▸ Суть задания:
Пожалуйста, приведите фрагмент отрывка о миссис Блейк от «Приятный офицер отвел» до «ходила на работу.» включительно, подставив «сержант» вместо «офицер».

▸ Отрывок для чтения:
▬▬▬▬▬▬▬▬▬▬

Я решила побыстрее разобраться во всем этом, встала и сказала:
– Не могли бы вы поехать со мной, миссис Блейк?
Я отвезла ее в ближайший полицейский участок, чтобы она могла рассказать свою историю. Я все еще не была уверена, о чем именно она знает.
Приятный офицер отвел ее в комнату, побеседовал с ней, позвонил по телефону, а потом отвел меня в сторону и сказал:
– Перестаньте общаться с этой женщиной, мэм. Полиция Уотертауна хорошо знает Блейков. У них вечно неприятности.
Я ушла как можно быстрее. Меня трясло. Все мои воспоминания, все страхи ожили с новой силой. Я два дня после этого не ходила на работу.
Вскоре после встречи с Хелен Хилл две дочери Мэри Блейк были пойманы на краже мяса с рынка «Пи-энд-Си» в Уотертауне. Мэри было предъявлено обвинение в получении краденого имущества. Статья появилась в уотертаунской «Дейли таймс» под заголовком: «МАТЬ УБИТОГО МАЛЬЧИКА И ЕГО СЕСТРЫ ПОЙМАНЫ НА МАГАЗИННЫХ КРАЖАХ».

▬▬▬▬▬▬▬▬▬▬

▸ Данные масок сегментации:
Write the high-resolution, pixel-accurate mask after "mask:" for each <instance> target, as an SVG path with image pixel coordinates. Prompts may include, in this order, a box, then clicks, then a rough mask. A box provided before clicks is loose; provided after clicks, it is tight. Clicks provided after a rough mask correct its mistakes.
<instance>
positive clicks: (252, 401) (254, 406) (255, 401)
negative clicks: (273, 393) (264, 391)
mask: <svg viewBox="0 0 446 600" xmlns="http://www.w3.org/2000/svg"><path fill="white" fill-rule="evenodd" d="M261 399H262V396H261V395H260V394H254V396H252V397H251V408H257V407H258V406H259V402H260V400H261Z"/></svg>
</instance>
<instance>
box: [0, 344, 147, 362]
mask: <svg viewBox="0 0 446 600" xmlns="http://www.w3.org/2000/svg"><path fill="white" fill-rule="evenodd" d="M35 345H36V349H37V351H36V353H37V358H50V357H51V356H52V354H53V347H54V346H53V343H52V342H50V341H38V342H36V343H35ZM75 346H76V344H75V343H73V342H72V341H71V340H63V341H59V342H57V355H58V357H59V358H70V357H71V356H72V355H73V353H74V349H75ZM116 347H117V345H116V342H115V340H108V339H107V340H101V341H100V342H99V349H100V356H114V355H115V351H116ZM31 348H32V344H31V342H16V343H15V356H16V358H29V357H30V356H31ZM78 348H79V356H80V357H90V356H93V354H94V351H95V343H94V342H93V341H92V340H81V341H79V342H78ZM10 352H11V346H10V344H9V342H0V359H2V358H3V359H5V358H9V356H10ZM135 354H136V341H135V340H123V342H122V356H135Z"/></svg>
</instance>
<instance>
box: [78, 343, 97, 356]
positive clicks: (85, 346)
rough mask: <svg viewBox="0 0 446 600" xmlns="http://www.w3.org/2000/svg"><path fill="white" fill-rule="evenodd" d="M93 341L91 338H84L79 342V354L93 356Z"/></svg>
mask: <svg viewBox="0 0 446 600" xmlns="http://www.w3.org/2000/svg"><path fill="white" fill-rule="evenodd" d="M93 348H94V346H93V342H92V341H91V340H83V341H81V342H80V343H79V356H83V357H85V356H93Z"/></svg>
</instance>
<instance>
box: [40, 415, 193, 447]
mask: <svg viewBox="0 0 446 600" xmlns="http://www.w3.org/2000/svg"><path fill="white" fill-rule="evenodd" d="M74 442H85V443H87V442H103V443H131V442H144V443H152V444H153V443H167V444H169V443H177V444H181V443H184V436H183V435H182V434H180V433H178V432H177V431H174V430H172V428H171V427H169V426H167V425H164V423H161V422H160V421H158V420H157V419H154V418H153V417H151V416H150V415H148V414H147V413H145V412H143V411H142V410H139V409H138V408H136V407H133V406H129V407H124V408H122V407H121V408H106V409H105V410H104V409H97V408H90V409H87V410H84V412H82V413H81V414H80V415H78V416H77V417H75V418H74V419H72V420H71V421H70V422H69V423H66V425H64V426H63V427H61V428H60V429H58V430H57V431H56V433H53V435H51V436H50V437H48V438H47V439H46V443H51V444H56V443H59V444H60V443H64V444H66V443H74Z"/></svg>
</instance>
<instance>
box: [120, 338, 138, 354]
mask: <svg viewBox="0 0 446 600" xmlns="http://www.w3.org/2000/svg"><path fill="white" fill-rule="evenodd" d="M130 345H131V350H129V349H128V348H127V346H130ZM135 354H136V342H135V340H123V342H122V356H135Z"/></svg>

▬▬▬▬▬▬▬▬▬▬

▸ Решение задачи:
Приятный сержант отвел ее в комнату, побеседовал с ней, позвонил по телефону, а потом отвел меня в сторону и сказал:
– Перестаньте общаться с этой женщиной, мэм. Полиция Уотертауна хорошо знает Блейков. У них вечно неприятности.
Я ушла как можно быстрее. Меня трясло. Все мои воспоминания, все страхи ожили с новой силой. Я два дня после этого не ходила на работу.